*Document*:
# The Toyota Prius had the lowest 10 year maintenance cost of any production car in the US



## Sal29 (Jul 27, 2014)

Those cab drivers that switched from Crown Vics to Prii after gas became crazy expensive know what they're doing.
https://www.yourmechanic.com/article/the-most-and-least-expensive-cars-to-maintain-by-maddy-martin


----------



## Mjclassic (Jul 26, 2019)

Stupid Honda the best and Chevy


----------



## TwoFiddyMile (Mar 13, 2015)

My Prius just keeps going.


----------



## Seattle_my_beloved (Jan 12, 2019)

I think Corollas are even more reliable.



TwoFiddyMile said:


> My Prius just keeps going.


What year and how many miles on the odo so far?



Sal29 said:


> Those cab drivers that switched from Crown Vics to Prii after gas became crazy expensive know what they're doing.
> https://www.yourmechanic.com/article/the-most-and-least-expensive-cars-to-maintain-by-maddy-martin


The top 5 are all Japanese brands ?


----------



## TwoFiddyMile (Mar 13, 2015)

Seattle_my_beloved said:


> I think Corollas are even more reliable.
> 
> 
> What year and how many miles on the odo so far?
> ...


About 235,000 miles. Did rear brakes today. Air filter. Oil change.


----------



## DriverMark (Jan 22, 2018)

Hate Prius. They look like shit. But I think shit is good for Uber driving. Considering getting a 100k mile one next year and pass my Mazda3 to my daughter before it gets totally run into the ground. Which the Mazda3 has been a great car last 2.5 years of rideshare.


----------



## TwoFiddyMile (Mar 13, 2015)

*Provided material*:
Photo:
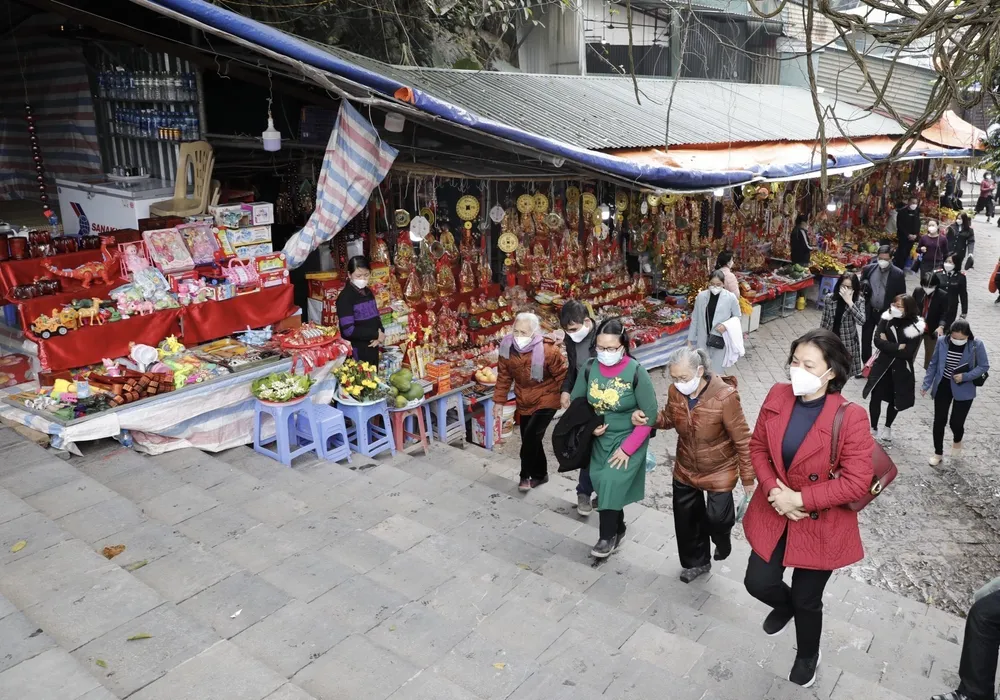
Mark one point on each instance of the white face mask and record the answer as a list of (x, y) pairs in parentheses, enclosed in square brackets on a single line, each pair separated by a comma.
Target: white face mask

*Requirements*:
A. List every username that heads a post in the Prius maintenance thread, naming each one only once.
B. Return the part of the Prius maintenance thread from "## DriverMark (Jan" up to and including "years of rideshare.".
C. In the Prius maintenance thread, about how many miles does TwoFiddyMile report on the Prius?

*The answers*:
A.
Sal29
Mjclassic
TwoFiddyMile
Seattle_my_beloved
DriverMark

B.
## DriverMark (Jan 22, 2018)

Hate Prius. They look like shit. But I think shit is good for Uber driving. Considering getting a 100k mile one next year and pass my Mazda3 to my daughter before it gets totally run into the ground. Which the Mazda3 has been a great car last 2.5 years of rideshare.

C. About 235,000 miles.